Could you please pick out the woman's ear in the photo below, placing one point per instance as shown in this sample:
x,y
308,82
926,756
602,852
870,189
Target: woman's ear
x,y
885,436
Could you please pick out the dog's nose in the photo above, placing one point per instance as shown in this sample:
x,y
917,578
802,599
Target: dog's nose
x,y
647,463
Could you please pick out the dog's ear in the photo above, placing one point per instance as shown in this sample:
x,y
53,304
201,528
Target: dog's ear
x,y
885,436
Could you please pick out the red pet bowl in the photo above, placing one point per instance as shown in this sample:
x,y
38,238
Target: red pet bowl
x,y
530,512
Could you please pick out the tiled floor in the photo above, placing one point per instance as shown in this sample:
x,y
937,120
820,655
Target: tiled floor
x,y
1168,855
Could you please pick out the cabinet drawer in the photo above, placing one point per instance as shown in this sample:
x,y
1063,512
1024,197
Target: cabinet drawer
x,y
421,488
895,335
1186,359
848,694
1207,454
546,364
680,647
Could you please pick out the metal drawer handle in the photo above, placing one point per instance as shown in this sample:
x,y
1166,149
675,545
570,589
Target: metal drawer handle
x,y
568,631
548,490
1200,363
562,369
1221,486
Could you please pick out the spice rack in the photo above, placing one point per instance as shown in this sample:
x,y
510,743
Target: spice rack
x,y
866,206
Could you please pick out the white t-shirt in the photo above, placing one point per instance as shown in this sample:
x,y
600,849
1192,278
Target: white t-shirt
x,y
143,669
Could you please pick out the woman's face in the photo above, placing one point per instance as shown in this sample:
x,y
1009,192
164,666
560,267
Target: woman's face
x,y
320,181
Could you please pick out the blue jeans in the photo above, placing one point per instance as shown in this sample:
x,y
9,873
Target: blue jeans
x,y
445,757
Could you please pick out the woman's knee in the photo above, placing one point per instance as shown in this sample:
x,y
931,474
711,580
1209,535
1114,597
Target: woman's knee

════════════════════

Rewrite all of the lines above, replacing each occurrence of "pick out" with "locate" and keeping everything else unchanged.

Could you please locate the woman's ear in the photo below, placing one point per instance as shown in this sample:
x,y
308,82
926,756
602,852
870,189
Target: woman's ear
x,y
885,436
Could you please locate the dog's nose in the photo above, placing one point per instance as shown in this sample:
x,y
917,578
802,599
Target: dog's nose
x,y
647,463
Could you please locate the dog's ear in the photo above, placing one point per instance as shown in this sample:
x,y
53,304
201,528
Target: dog's ear
x,y
885,436
Could you please locate the red pet bowl in the photo above, placing one point per instance as shown in this sample:
x,y
38,238
Target: red pet bowl
x,y
530,512
Could you please locate the tiled floor in the photo above, placing one point per instance as shown in this sample:
x,y
937,120
820,655
Target: tiled floor
x,y
1168,855
Could you please locate the cabinet drawer in the photo above, placing one point per instance as shown in this sample:
x,y
1063,512
1024,197
Target: cabinet drawer
x,y
421,488
895,335
1186,359
848,694
1207,454
546,364
680,647
Could you please locate the metal drawer handle in the photo above, placing one point per instance as shown in this sample:
x,y
1166,149
675,545
570,589
Target: metal drawer handle
x,y
568,631
548,490
1200,363
562,369
1221,486
Could you please locate the spice rack in the photo above, placing one point per instance as shown in this sample:
x,y
510,743
Target: spice rack
x,y
866,206
Could you please locate the white t-shirt in the photo above, placing one point per instance as shown in this sample:
x,y
600,849
1192,278
Target: white t-shirt
x,y
143,669
Could you please locate the woman's face in the photo above, placing one point per instance as shown in this sample:
x,y
1009,192
164,666
560,267
Target: woman's face
x,y
320,181
Could you please locate the blue jeans in the photo above, placing one point per instance as shown in this sample:
x,y
9,873
Target: blue jeans
x,y
445,757
Could you please locate the woman's knee in the photo above, placing one point per instance as shown in this sample:
x,y
931,474
711,580
1209,535
1114,597
Target: woman's knee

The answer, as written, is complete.